(Stored entries)
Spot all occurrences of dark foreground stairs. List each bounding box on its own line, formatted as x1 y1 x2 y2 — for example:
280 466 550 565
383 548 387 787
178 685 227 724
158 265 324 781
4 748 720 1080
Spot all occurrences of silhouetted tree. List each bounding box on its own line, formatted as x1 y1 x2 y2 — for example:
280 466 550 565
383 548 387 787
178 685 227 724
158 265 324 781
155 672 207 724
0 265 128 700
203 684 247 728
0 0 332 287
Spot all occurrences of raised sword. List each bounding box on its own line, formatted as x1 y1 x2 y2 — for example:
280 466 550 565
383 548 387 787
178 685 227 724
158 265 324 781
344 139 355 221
--
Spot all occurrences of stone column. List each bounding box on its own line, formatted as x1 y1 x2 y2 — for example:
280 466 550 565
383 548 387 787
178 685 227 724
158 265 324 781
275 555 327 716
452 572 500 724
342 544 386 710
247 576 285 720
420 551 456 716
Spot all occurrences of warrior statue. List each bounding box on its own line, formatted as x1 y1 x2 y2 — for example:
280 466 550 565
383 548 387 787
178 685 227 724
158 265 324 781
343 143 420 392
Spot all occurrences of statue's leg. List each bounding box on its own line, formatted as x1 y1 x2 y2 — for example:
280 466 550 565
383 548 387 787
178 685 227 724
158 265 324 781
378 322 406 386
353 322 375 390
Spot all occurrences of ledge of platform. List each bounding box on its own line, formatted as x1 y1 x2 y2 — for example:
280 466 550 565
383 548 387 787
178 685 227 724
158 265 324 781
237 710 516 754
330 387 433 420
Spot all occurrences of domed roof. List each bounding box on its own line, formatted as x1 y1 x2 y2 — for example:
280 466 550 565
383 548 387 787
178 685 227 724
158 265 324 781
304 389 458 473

Directions >>
Copy the records from the line with "Spot all occurrences of dark" to the line with "4 748 720 1080", replacing "stairs" with "steps" and leaving everything else unchanged.

Result of this exercise >>
Spot all occurrences of dark foreground steps. List each bounding box on its own line, formatted as x1 y1 x2 y2 — for example:
280 466 550 565
383 548 387 787
178 685 227 724
158 265 324 781
4 748 720 1080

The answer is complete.